YOUR TASKS ->
1. Copy the stretch of the news report on EU sanctions against Iran from "The European Union" through "nuclear weapons program.".
2. List every country and city named in the news report on EU sanctions against Iran.
3. Continue the news report on EU sanctions against Iran from the point where it stops.

EXCERPT TO READ ->

"""

The European Union has expanded sanctions against Iran due to concerns about the Iranian nuclear program, which Western nations fear is a cover for developing nuclear weapons.
EU foreign ministers meeting in Brussels agreed Monday to impose asset freezes and travel bans on several people and more than 100 entities suspected of involvement in the proliferation of weapons or military technology. Diplomats say one of the targeted companies is a Germany-based bank, the European-Iranian Trade Bank (EIH).
The measures add to a range of EU sanctions already imposed on Iran in response to its rejection of international demands to suspend uranium enrichment. Iran says its nuclear program is designed to generate electricity for peaceful purposes. International observers and Western governments are concerned that Iran is enriching uranium as part of a nuclear weapons program.

"""

GIVEN INFORMATION ->
"""

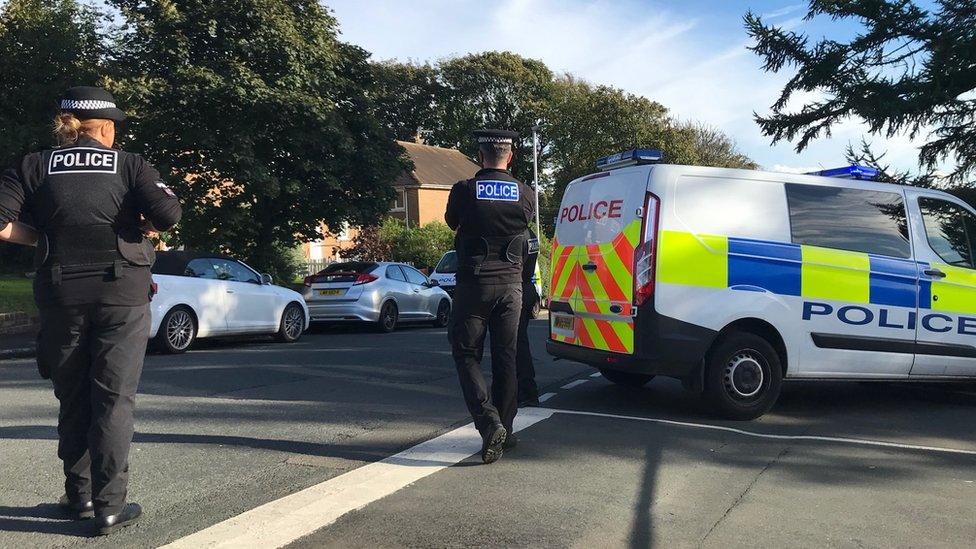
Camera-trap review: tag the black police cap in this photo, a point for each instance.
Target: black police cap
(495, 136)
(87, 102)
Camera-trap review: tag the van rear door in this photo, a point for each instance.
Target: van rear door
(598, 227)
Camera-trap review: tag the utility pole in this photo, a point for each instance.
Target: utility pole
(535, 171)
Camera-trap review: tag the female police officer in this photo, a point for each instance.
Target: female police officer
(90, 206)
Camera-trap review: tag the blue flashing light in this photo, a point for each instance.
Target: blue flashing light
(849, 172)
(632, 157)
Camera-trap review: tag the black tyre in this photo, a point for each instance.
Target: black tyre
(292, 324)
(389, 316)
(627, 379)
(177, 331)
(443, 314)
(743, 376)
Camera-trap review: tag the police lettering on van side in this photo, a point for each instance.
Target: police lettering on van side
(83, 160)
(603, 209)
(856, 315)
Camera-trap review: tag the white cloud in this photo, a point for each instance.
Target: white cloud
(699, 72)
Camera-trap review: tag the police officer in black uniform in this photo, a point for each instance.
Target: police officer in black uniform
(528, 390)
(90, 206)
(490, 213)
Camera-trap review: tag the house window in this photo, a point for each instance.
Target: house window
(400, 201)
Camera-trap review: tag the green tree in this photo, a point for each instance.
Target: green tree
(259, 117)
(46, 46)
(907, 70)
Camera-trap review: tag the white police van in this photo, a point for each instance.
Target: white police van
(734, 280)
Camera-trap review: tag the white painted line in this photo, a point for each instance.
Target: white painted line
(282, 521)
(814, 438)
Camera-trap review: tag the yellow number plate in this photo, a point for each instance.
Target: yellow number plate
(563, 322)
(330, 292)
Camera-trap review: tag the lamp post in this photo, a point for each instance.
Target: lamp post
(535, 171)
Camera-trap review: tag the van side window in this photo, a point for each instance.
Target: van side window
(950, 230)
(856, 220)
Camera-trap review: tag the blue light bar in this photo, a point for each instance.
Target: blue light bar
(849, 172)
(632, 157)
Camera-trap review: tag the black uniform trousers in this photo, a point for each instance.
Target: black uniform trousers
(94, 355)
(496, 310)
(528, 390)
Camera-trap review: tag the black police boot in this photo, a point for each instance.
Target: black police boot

"""
"""

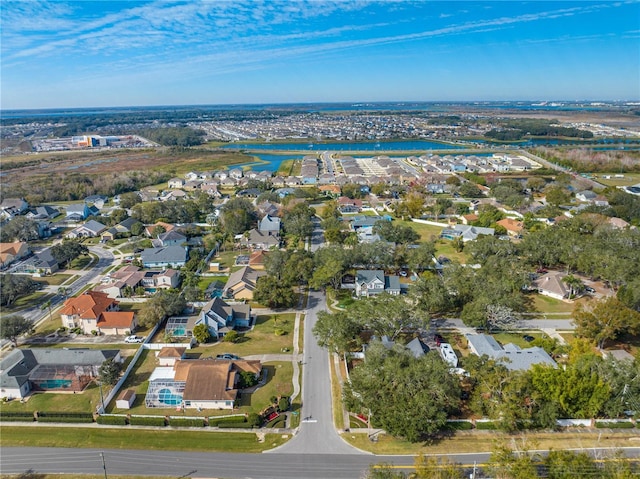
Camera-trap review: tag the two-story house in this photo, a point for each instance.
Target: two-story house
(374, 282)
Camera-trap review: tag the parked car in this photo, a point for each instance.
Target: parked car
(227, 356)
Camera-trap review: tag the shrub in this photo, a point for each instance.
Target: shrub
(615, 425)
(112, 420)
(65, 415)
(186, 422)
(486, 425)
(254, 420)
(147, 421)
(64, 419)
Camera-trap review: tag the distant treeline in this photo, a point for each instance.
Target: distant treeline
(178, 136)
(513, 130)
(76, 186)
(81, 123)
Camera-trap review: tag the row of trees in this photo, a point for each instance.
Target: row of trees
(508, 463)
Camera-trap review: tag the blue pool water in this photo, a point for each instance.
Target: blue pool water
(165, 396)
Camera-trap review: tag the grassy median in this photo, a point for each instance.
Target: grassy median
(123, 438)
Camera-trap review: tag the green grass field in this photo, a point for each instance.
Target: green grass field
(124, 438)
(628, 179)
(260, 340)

"""
"""

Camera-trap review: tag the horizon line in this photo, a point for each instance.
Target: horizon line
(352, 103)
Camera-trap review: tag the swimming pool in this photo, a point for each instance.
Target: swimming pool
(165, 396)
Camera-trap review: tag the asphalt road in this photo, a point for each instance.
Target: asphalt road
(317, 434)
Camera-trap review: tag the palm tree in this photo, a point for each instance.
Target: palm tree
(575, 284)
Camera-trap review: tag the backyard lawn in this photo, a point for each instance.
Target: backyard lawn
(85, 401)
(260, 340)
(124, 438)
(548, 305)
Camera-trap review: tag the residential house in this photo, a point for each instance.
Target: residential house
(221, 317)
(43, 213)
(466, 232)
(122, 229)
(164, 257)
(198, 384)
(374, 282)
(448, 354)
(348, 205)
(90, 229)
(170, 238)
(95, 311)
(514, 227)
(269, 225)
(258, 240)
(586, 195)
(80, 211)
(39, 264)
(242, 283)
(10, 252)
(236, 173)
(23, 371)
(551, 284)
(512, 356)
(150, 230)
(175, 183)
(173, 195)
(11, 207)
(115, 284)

"""

EXERCISE ANSWERS ->
1.
The European Union has expanded sanctions against Iran due to concerns about the Iranian nuclear program, which Western nations fear is a cover for developing nuclear weapons.
EU foreign ministers meeting in Brussels agreed Monday to impose asset freezes and travel bans on several people and more than 100 entities suspected of involvement in the proliferation of weapons or military technology. Diplomats say one of the targeted companies is a Germany-based bank, the European-Iranian Trade Bank (EIH).
The measures add to a range of EU sanctions already imposed on Iran in response to its rejection of international demands to suspend uranium enrichment. Iran says its nuclear program is designed to generate electricity for peaceful purposes. International observers and Western governments are concerned that Iran is enriching uranium as part of a nuclear weapons program.

2. Iran, Brussels, Germany

3.
EU officials have expressed frustration at the lack of progress in resuming a dialogue with Iran to resolve the nuclear dispute. The last round of talks between Iran and six world powers in January ended in failure. EU foreign policy chief Catherine Ashton has expressed disappointment with Iranian offers for more talks, accusing Tehran of merely restating old positions.
The United States welcomed the EU decision to widen sanctions against Iranian companies and officials. The White House says the international community will respond to Iranian refusals to fulfill international obligations by "fully" implementing United Nations Security Council resolutions and "aggressively" countering Iranian weapons proliferation activities.
The Obama administration also says it remains "fully committed" to the "peaceful resolution" of international concerns regarding Iran's nuclear program.
Some information for this report was provided by AP, AFP and Reuters.